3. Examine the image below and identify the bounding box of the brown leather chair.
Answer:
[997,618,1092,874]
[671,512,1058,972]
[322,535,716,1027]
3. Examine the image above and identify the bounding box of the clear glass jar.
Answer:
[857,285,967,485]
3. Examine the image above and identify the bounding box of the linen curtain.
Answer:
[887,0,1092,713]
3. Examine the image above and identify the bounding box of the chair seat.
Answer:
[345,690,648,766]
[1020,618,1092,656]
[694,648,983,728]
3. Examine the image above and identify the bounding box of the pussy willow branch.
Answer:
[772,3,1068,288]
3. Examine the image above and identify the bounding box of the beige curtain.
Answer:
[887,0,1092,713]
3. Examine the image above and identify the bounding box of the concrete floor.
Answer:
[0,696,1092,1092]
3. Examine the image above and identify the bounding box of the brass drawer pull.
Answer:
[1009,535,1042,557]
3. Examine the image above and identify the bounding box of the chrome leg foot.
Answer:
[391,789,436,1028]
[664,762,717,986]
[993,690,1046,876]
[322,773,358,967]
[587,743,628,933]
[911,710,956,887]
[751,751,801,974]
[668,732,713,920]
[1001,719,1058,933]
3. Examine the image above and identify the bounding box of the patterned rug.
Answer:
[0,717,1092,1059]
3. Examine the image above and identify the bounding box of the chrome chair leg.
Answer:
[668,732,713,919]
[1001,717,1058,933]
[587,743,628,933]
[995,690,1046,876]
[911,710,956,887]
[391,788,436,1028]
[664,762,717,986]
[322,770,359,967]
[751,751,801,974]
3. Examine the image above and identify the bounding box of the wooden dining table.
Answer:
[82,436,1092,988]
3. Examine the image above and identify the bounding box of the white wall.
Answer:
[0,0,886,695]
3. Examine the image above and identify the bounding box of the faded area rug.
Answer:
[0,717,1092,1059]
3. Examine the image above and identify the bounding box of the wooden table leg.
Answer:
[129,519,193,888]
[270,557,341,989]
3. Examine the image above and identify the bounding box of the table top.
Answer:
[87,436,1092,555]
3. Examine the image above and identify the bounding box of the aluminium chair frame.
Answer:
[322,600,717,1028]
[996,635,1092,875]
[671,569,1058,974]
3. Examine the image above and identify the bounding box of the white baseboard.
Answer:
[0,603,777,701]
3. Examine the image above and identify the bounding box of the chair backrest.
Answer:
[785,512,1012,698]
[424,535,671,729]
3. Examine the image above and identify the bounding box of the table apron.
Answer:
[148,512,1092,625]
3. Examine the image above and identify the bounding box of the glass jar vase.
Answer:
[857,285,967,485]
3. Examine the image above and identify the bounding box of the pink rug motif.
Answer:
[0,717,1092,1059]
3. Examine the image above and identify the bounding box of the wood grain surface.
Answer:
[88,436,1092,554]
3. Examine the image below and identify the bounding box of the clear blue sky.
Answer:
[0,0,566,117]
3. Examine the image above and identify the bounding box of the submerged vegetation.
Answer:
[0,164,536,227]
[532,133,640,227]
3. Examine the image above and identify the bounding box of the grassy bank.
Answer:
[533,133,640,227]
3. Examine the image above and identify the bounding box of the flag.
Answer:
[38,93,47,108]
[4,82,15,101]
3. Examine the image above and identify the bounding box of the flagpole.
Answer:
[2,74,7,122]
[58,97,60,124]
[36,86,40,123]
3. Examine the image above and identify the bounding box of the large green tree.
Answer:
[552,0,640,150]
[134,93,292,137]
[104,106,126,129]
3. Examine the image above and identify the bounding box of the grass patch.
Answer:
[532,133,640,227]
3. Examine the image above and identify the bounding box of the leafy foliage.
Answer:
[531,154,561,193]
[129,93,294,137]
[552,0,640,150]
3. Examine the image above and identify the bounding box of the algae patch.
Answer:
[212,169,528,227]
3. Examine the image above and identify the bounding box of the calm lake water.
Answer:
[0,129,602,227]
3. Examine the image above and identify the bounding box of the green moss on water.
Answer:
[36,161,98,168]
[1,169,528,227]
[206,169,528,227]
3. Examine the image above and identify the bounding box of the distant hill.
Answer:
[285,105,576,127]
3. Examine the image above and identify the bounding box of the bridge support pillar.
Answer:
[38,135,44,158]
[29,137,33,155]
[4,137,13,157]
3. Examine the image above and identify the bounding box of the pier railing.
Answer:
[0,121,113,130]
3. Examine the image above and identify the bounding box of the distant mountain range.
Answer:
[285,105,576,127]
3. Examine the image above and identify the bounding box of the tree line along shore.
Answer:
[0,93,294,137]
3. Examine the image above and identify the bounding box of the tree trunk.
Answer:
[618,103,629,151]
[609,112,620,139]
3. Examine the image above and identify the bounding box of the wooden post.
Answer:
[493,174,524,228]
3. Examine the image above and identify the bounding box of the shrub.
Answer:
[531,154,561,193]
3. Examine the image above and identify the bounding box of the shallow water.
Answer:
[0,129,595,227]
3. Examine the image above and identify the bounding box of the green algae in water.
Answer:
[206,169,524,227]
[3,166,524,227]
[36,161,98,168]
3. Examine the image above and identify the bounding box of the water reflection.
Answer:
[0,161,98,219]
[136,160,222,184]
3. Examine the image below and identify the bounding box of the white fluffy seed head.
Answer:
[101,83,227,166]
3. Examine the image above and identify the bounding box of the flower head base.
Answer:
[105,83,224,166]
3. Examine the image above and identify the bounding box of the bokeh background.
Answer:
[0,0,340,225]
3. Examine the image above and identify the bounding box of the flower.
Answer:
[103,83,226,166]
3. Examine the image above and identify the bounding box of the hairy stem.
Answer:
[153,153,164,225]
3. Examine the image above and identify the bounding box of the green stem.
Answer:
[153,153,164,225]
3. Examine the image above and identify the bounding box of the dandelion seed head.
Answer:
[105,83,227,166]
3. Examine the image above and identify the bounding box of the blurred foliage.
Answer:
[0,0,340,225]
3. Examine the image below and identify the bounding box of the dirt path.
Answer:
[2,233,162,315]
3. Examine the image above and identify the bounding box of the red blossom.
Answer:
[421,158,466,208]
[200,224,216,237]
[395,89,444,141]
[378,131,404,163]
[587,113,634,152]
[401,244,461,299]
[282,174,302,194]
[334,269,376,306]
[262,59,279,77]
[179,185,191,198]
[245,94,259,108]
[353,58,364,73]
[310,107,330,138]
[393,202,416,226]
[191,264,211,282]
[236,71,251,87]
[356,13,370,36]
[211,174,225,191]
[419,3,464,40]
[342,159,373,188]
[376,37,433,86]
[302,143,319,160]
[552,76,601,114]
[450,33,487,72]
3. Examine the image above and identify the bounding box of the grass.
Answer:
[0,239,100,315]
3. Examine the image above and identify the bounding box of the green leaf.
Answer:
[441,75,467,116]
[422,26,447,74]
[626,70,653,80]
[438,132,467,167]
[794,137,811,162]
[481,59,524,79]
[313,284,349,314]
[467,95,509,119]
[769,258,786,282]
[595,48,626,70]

----

What this task involves:
Lay out every line of the rows above as a Markdown table, leaving out blank lines. Use two columns: Index, which numbers the lines in order, and Entry, which holds each line.

Answer for this exercise:
| Index | Entry |
|---|---|
| 1 | 3. Examine the image below and identify the bounding box of the brown leather chair. |
| 2 | Answer: |
| 3 | [997,618,1092,874] |
| 4 | [671,512,1058,972] |
| 5 | [322,535,716,1027] |
| 6 | 3. Examine the image above and identify the bounding box of the clear glass jar. |
| 7 | Answer: |
| 8 | [857,285,967,485] |
| 9 | 3. Examine the image above and identify the bounding box of the linen curtain. |
| 10 | Answer: |
| 11 | [887,0,1092,713] |
| 12 | 3. Examine the image above and identify the bounding box of the chair seat. |
| 13 | Answer: |
| 14 | [345,690,648,766] |
| 15 | [1020,618,1092,656] |
| 16 | [694,648,983,728] |
| 17 | 3. Examine the image above and identify the bounding box of the pussy willow branch. |
| 18 | Answer: |
| 19 | [772,3,1068,288] |
| 20 | 3. Examine the image above and identify the bounding box of the beige curtain. |
| 21 | Answer: |
| 22 | [887,0,1092,713] |
| 23 | 3. Examine the image above and identify the bounding box of the concrete floor. |
| 24 | Answer: |
| 25 | [0,696,1092,1092] |
| 26 | 3. Examine the image above and identify the bounding box of the brass drawer pull. |
| 27 | Answer: |
| 28 | [1009,535,1042,557] |
| 29 | 3. Examine the image above and identify the bounding box of the chrome leg foot. |
| 30 | Answer: |
| 31 | [391,789,436,1028] |
| 32 | [664,762,717,986] |
| 33 | [993,690,1046,876] |
| 34 | [322,773,358,967] |
| 35 | [587,743,628,933] |
| 36 | [911,710,956,887] |
| 37 | [751,751,801,974] |
| 38 | [668,732,713,920] |
| 39 | [1001,719,1058,933] |
| 40 | 3. Examine the image above and identify the bounding box of the patterned rug. |
| 41 | Answer: |
| 42 | [0,717,1092,1059] |
| 43 | 3. Examine the image above and identify the bounding box of the chrome chair leg. |
| 44 | Answer: |
| 45 | [668,732,713,919] |
| 46 | [1001,717,1058,933] |
| 47 | [587,743,628,933] |
| 48 | [995,690,1046,876] |
| 49 | [911,710,956,887] |
| 50 | [391,788,436,1028] |
| 51 | [664,762,717,986] |
| 52 | [322,770,359,967] |
| 53 | [751,751,801,974] |
| 54 | 3. Examine the image above and identify the bounding box of the wooden dining table. |
| 55 | Answer: |
| 56 | [82,436,1092,988] |
| 57 | 3. Examine the image above and identify the bounding box of the white wall. |
| 58 | Answer: |
| 59 | [0,0,886,695] |
| 60 | 3. Examine the image above and identify the bounding box of the faded area rug. |
| 61 | Answer: |
| 62 | [0,717,1092,1059] |
| 63 | 3. Examine the image above and identify the bounding box of the wooden table leg. |
| 64 | Answer: |
| 65 | [129,519,193,888] |
| 66 | [270,557,341,989] |
| 67 | 3. Examine the image above and identify the bounding box of the table top. |
| 68 | Answer: |
| 69 | [87,436,1092,555] |
| 70 | 3. Examine the image above and identify the bounding box of the aluminium chair frame. |
| 71 | Answer: |
| 72 | [322,600,717,1028] |
| 73 | [996,635,1092,875] |
| 74 | [671,569,1058,974] |
| 75 | 3. Examine the image above and identify the bounding box of the white baseboard. |
| 76 | Answer: |
| 77 | [0,603,777,701] |
| 78 | 3. Examine the image above and identify the bounding box of the chair backrest. |
| 79 | Answer: |
| 80 | [785,512,1012,698] |
| 81 | [424,535,671,729] |
| 82 | 3. Examine the image above and identify the bounding box of the table apron. |
| 83 | Answer: |
| 84 | [148,512,1092,625] |
| 85 | 3. Examine the image above and identify the bounding box of the glass jar vase. |
| 86 | Answer: |
| 87 | [857,285,967,485] |
| 88 | 3. Examine the image above and identify the bounding box of the pink rug motif. |
| 89 | Answer: |
| 90 | [0,717,1092,1059] |
| 91 | 3. Examine the image above and identify the bounding box of the wood grain surface. |
| 92 | Answer: |
| 93 | [88,436,1092,554] |
| 94 | 3. Examine the image below and identify the bounding box of the clear blue sky. |
| 95 | Answer: |
| 96 | [0,0,566,117] |
| 97 | 3. Examine the image above and identify the bounding box of the submerged vegetation. |
| 98 | Answer: |
| 99 | [0,164,536,227] |
| 100 | [532,133,640,227] |
| 101 | 3. Examine the image above and identify the bounding box of the grassy bank. |
| 102 | Answer: |
| 103 | [533,133,640,227] |
| 104 | 3. Examine the image above and identify the bounding box of the flag. |
| 105 | Answer: |
| 106 | [38,93,47,108] |
| 107 | [4,82,15,101] |
| 108 | 3. Examine the image above and identify the bounding box of the flagpole. |
| 109 | Answer: |
| 110 | [2,74,7,122] |
| 111 | [58,97,60,124] |
| 112 | [36,86,40,123] |
| 113 | 3. Examine the image above and identify the bounding box of the large green tree. |
| 114 | Answer: |
| 115 | [552,0,640,150] |
| 116 | [134,93,292,137] |
| 117 | [104,106,126,129] |
| 118 | 3. Examine the image above and identify the bounding box of the grass patch. |
| 119 | Answer: |
| 120 | [532,133,640,227] |
| 121 | 3. Examine the image above and identify the bounding box of the leafy foliage. |
| 122 | Answer: |
| 123 | [531,154,561,193] |
| 124 | [129,93,294,137] |
| 125 | [552,0,640,150] |
| 126 | 3. Examine the image above and identify the bounding box of the algae patch. |
| 127 | Answer: |
| 128 | [212,169,528,227] |
| 129 | 3. Examine the image above and identify the bounding box of the calm lake water. |
| 130 | Answer: |
| 131 | [0,129,602,227] |
| 132 | 3. Examine the image above and identify the bounding box of the green moss on water. |
| 133 | Answer: |
| 134 | [36,161,98,168] |
| 135 | [1,169,528,227] |
| 136 | [206,169,528,227] |
| 137 | 3. Examine the image above and identify the bounding box of the distant hill. |
| 138 | Answer: |
| 139 | [285,105,576,127] |
| 140 | 3. Examine the image above and identify the bounding box of the bridge support pillar. |
| 141 | Answer: |
| 142 | [38,135,44,158] |
| 143 | [29,137,33,155] |
| 144 | [4,137,13,157] |
| 145 | 3. Examine the image above and identify the bounding box of the pier railing. |
| 146 | Answer: |
| 147 | [0,121,113,130] |
| 148 | 3. Examine the image above and identify the bounding box of the distant mountain range. |
| 149 | Answer: |
| 150 | [285,105,576,127] |
| 151 | 3. Examine the image above and identify the bounding box of the tree line along shore. |
| 152 | Answer: |
| 153 | [0,93,294,137] |
| 154 | 3. Examine the image above and identify the bounding box of the tree trunk. |
| 155 | Answer: |
| 156 | [618,103,629,151] |
| 157 | [609,112,620,139] |
| 158 | 3. Examine the image above and identify the bounding box of the wooden post. |
| 159 | Answer: |
| 160 | [493,174,524,228] |
| 161 | 3. Examine the image above and identify the bounding box of the shrub. |
| 162 | Answer: |
| 163 | [531,154,561,193] |
| 164 | 3. Examine the image above and identify the bounding box of the shallow water. |
| 165 | Answer: |
| 166 | [0,129,595,227] |
| 167 | 3. Examine the image above and identify the bounding box of the green algae in water. |
| 168 | Answer: |
| 169 | [206,169,524,227] |
| 170 | [3,166,524,227] |
| 171 | [36,161,98,168] |
| 172 | 3. Examine the image above and identify the bounding box of the water reflection. |
| 173 | Answer: |
| 174 | [0,161,98,219] |
| 175 | [136,160,222,184] |
| 176 | 3. Examine the image below and identify the bounding box of the white fluffy seed head. |
| 177 | Answer: |
| 178 | [101,83,227,166] |
| 179 | 3. Examine the image above and identify the bounding box of the flower head base. |
| 180 | Answer: |
| 181 | [105,83,224,166] |
| 182 | 3. Examine the image above and identify the bounding box of the bokeh background. |
| 183 | Answer: |
| 184 | [0,0,340,225] |
| 185 | 3. Examine the image above and identify the bounding box of the flower. |
| 186 | Answer: |
| 187 | [103,83,226,166] |
| 188 | 3. Examine the image above and identify the bounding box of the hairy stem. |
| 189 | Answer: |
| 190 | [153,153,164,225] |
| 191 | 3. Examine the image above and identify the bounding box of the green stem. |
| 192 | Answer: |
| 193 | [153,153,164,225] |
| 194 | 3. Examine the image above and identify the bounding box of the dandelion seed head. |
| 195 | Answer: |
| 196 | [105,83,227,166] |
| 197 | 3. Examine the image above and identify the bounding box of the blurred foliage. |
| 198 | Answer: |
| 199 | [0,0,340,225] |
| 200 | 3. Examine the image below and identify the bounding box of the dirt path. |
| 201 | Answer: |
| 202 | [2,233,162,315] |
| 203 | 3. Examine the image above and identify the bounding box of the red blossom. |
| 204 | Answer: |
| 205 | [421,158,466,208] |
| 206 | [200,224,216,237] |
| 207 | [395,89,444,141] |
| 208 | [378,131,404,163] |
| 209 | [587,113,634,152] |
| 210 | [401,244,461,299] |
| 211 | [282,174,302,194] |
| 212 | [334,269,376,306] |
| 213 | [262,59,279,77] |
| 214 | [179,185,191,198] |
| 215 | [245,94,259,108] |
| 216 | [353,58,364,73] |
| 217 | [310,107,330,138] |
| 218 | [393,202,416,226] |
| 219 | [191,264,211,282] |
| 220 | [236,71,251,87] |
| 221 | [356,13,370,36] |
| 222 | [211,174,225,191] |
| 223 | [419,3,464,40] |
| 224 | [342,159,373,188] |
| 225 | [376,37,433,86] |
| 226 | [302,143,319,160] |
| 227 | [552,76,601,114] |
| 228 | [450,33,487,72] |
| 229 | 3. Examine the image above and identify the bounding box of the grass. |
| 230 | Answer: |
| 231 | [0,239,100,315] |
| 232 | 3. Examine the image above and identify the bounding box of the green leaf. |
| 233 | Answer: |
| 234 | [441,75,467,116] |
| 235 | [422,26,447,74] |
| 236 | [626,70,653,80] |
| 237 | [438,132,467,167] |
| 238 | [794,137,811,162] |
| 239 | [481,59,524,79] |
| 240 | [313,284,349,314] |
| 241 | [467,95,509,119] |
| 242 | [769,258,786,282] |
| 243 | [595,48,626,70] |